▶

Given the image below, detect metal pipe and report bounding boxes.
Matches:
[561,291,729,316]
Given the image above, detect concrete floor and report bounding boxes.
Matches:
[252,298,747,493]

◀

__SHORT TASK__: Format the lines of the material as a numbered list, starting at the line that contains "Given the image above, detect" and ending at the last line of the material, leaving out any blank lines.

__WORKED ANSWER__:
1. Given the image above, detect concrete floor and report bounding boxes.
2. Matches:
3. [252,298,747,493]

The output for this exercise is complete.